Please rewrite every one of the records below with "Locate" replaced by "Find" and nothing else changed. Leave the pictures out of your answer.

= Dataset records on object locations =
* * * * * * * * *

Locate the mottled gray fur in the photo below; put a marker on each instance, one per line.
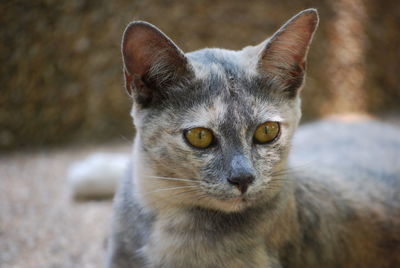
(336, 204)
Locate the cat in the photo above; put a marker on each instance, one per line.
(211, 183)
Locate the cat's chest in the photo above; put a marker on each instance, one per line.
(171, 247)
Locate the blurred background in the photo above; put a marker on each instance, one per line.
(61, 95)
(61, 78)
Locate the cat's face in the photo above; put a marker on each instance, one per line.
(214, 126)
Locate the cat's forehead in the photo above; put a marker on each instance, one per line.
(223, 63)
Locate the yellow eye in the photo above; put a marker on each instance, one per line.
(266, 132)
(199, 137)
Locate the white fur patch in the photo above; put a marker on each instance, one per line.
(97, 176)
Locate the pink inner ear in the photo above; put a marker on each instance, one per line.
(289, 46)
(144, 45)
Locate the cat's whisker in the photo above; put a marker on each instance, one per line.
(170, 178)
(171, 188)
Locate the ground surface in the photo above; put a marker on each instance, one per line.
(40, 225)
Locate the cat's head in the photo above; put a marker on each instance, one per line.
(214, 126)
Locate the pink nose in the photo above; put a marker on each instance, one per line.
(242, 182)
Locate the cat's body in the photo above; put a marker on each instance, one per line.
(236, 202)
(343, 211)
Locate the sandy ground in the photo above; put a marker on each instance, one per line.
(40, 224)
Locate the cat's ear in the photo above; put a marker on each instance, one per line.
(152, 62)
(284, 54)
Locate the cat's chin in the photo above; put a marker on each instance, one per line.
(235, 204)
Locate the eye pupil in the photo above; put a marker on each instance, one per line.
(199, 137)
(201, 134)
(266, 132)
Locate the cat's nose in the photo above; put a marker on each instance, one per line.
(241, 182)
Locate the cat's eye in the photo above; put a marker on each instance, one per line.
(199, 137)
(266, 132)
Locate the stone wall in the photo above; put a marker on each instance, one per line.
(61, 79)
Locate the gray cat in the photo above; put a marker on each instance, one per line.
(211, 183)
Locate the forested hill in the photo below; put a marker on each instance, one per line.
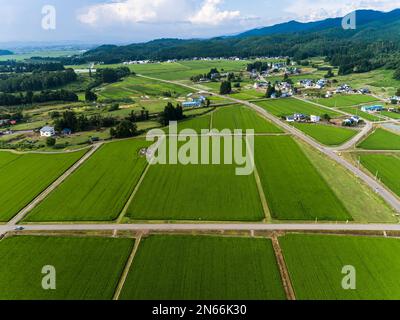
(5, 52)
(375, 42)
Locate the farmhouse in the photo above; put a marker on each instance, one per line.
(47, 131)
(315, 118)
(371, 109)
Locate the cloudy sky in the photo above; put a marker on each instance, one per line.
(123, 21)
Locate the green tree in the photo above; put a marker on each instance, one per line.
(226, 87)
(50, 142)
(124, 129)
(90, 95)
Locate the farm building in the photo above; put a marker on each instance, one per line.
(47, 131)
(315, 118)
(370, 109)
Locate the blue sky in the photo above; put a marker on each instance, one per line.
(123, 21)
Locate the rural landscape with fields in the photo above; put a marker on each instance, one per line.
(228, 161)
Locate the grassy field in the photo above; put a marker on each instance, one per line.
(386, 167)
(315, 266)
(381, 139)
(196, 192)
(285, 107)
(204, 268)
(133, 87)
(24, 177)
(182, 70)
(293, 187)
(86, 268)
(238, 117)
(327, 134)
(362, 203)
(99, 189)
(346, 100)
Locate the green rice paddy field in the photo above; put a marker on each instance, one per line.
(381, 139)
(239, 117)
(204, 268)
(327, 134)
(196, 192)
(24, 176)
(386, 167)
(285, 107)
(99, 189)
(86, 268)
(346, 100)
(315, 266)
(135, 86)
(293, 187)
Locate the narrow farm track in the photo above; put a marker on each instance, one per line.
(21, 215)
(287, 284)
(127, 268)
(377, 187)
(353, 141)
(192, 227)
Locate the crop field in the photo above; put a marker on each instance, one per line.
(293, 187)
(385, 167)
(196, 192)
(24, 177)
(381, 139)
(286, 107)
(86, 268)
(239, 117)
(346, 100)
(392, 115)
(204, 268)
(327, 134)
(379, 81)
(134, 86)
(99, 189)
(183, 70)
(248, 94)
(315, 266)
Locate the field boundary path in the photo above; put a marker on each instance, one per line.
(21, 215)
(286, 282)
(127, 268)
(353, 141)
(377, 187)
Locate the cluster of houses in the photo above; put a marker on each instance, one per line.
(137, 62)
(284, 87)
(7, 122)
(352, 121)
(312, 84)
(194, 102)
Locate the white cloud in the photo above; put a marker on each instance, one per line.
(156, 11)
(310, 10)
(210, 14)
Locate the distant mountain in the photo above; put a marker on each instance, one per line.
(363, 17)
(5, 52)
(373, 44)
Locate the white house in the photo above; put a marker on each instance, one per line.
(47, 132)
(315, 119)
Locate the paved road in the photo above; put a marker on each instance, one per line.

* * * * * * * * *

= ANSWER TO THE TASK =
Find the mottled gray fur in the photo below; put a marker on each instance, one per line.
(336, 204)
Find the cat in the photo above; put a marker on each instance, one per line.
(211, 183)
Find the cat's chest in the photo above; put a marker on each instance, one per line.
(171, 247)
Find the blurred background in the photo above; put a marker on each instance, one per line.
(61, 95)
(61, 78)
Find the cat's face in the photo above; put a marker on each instance, one per line.
(214, 126)
Find the cat's forehead in the photo above; put a marker on each instance, one per line.
(223, 63)
Find the yellow eye in the photo above; put a marker on each instance, one per line.
(266, 132)
(199, 137)
Find the white fur patch in the photo above; put a marker on each instance, one per line.
(97, 176)
Find the pink inner ear in the photo above; put a marker on each instance, one per line.
(289, 46)
(144, 45)
Find the cat's whisker in the photo above; put a marker on each instance, one per line.
(170, 178)
(171, 188)
Find the ground surface in the photo above; put a marker on each instance, one per line.
(40, 225)
Find the cat's head in the photo above; put a marker on each instance, one per line.
(214, 126)
Find the pink nose in the photo above; put a marker on each instance, one per line.
(242, 182)
Find the cat's body in the photo above; put a marker on each instance, one per line.
(236, 202)
(343, 211)
Find the sandy ground in the photo above; put a marker on each instance, one per line.
(40, 224)
Find the cat's ear in the photo above; put a marker on each instance, one per line.
(152, 62)
(284, 54)
Find the cat's chin in the photo above; put a marker on each instance, one per line.
(235, 204)
Find the eye pupil in the photo above; put a marker on each instance, one per line.
(199, 137)
(201, 134)
(266, 132)
Find the cat's nose in the photo above; put a marker on each instance, one per line.
(241, 182)
Find the cat's eye in the photo above; put a marker on each instance, one per line.
(199, 137)
(266, 132)
Find the stone wall in the photo above; put a marker on each instance, one per line.
(61, 79)
Find the gray cat in the photo above; put a marker on each instance, one per line.
(211, 183)
Find the forested hill in the photo below; put a marker on each instance, one per line.
(5, 52)
(375, 42)
Find the farmhouse in the photo above; put a marker on each instance, one per line.
(47, 131)
(315, 118)
(371, 109)
Find the cloudy sky in the photo above; put a marker on each instance, one per line.
(123, 21)
Find the green tree in the photo above; put a marker on each instance, one per line.
(226, 87)
(50, 142)
(124, 129)
(90, 95)
Find the farm building in the photo above; put a marker on each instance, one per line.
(47, 131)
(315, 118)
(370, 109)
Find the blue sky in the photo above; put a marker on each instance, one per line.
(123, 21)
Find the rural landscape with fields in the photo above; put a marker on each instance, one per line.
(228, 161)
Find the grassy field in the photo above; put a marker on each instance, one per line.
(386, 167)
(315, 266)
(381, 139)
(196, 192)
(285, 107)
(204, 268)
(133, 87)
(24, 177)
(182, 70)
(293, 187)
(86, 268)
(238, 117)
(327, 134)
(362, 203)
(99, 189)
(346, 100)
Find the green rice paddy field in the photo above; put a marker on each instance, one per line.
(381, 139)
(239, 117)
(204, 268)
(327, 134)
(196, 192)
(24, 176)
(386, 167)
(285, 107)
(99, 189)
(86, 268)
(346, 100)
(315, 266)
(135, 86)
(293, 187)
Find the narrow farm track in the photo above; put a marker on each instance, one per line.
(21, 215)
(287, 284)
(127, 268)
(377, 187)
(353, 141)
(192, 227)
Find the crop field in the photo above; put a marker on each instance, one per line.
(293, 187)
(385, 167)
(196, 192)
(24, 177)
(381, 139)
(286, 107)
(86, 268)
(239, 117)
(346, 100)
(392, 115)
(204, 268)
(327, 134)
(379, 81)
(134, 86)
(99, 189)
(183, 70)
(248, 94)
(315, 266)
Find the field boundary path in the photo above; put a marker on each instance, one per line.
(21, 215)
(286, 282)
(127, 268)
(353, 141)
(377, 187)
Find the cluster of houses in the photo above; put a marker on each instance, one per line.
(137, 62)
(284, 87)
(7, 122)
(352, 121)
(312, 84)
(194, 102)
Find the white cloud in the photo above; put a marker on each instance, one per line.
(156, 11)
(310, 10)
(210, 14)
Find the distant mountain in the photo above; put a marker on each instance, one per line.
(363, 17)
(5, 52)
(373, 44)
Find the white house in the photo above; put a marker on each instance, one per line.
(47, 132)
(315, 119)
Find the paved road in the photo above; put a marker on each instance, one per line.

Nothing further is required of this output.